[The request]:
Echo every line of the records below word for word, but omit the pictures.

[Task inputs]:
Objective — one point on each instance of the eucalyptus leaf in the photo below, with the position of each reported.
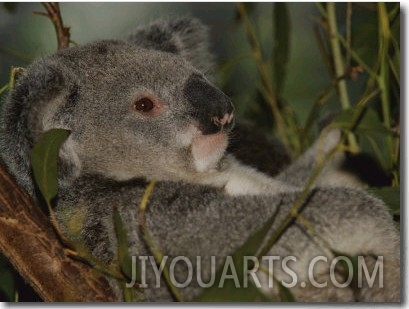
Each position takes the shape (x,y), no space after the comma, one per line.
(44,157)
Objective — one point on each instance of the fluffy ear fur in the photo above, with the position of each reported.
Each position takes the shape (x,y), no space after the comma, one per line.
(186,36)
(32,108)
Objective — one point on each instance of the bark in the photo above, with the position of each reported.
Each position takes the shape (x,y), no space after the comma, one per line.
(29,241)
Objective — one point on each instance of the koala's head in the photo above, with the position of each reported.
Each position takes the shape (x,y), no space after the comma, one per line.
(142,108)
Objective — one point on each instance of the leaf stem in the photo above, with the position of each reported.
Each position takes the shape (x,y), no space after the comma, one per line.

[Output below]:
Objective — one point on each instance of the eucalyptus leaf in the photo below, with the position of each reported.
Each position takes the shape (x,y), no space after the comma, one per line.
(44,157)
Objective — one point on each instance of the fluffy ear fur in the photo above, with the position of each reported.
Each position takes the shape (x,y), no space after the comma, one per line.
(186,36)
(32,108)
Objective — one point on each instance of the bark in the photo above, with the position of each reported.
Each position takes the shape (x,y), no space after the comma, one per line.
(29,241)
Objective — one point on each instance of the koala's head in the photo above, with the position of each reported.
Each position takes the shape (x,y), no space after the comma, one per line.
(142,108)
Objective — one point on each instance of the leaf stem in the photo above, with the position of each reported.
Each position takes the shape (x,y), no space after the comma, one per line.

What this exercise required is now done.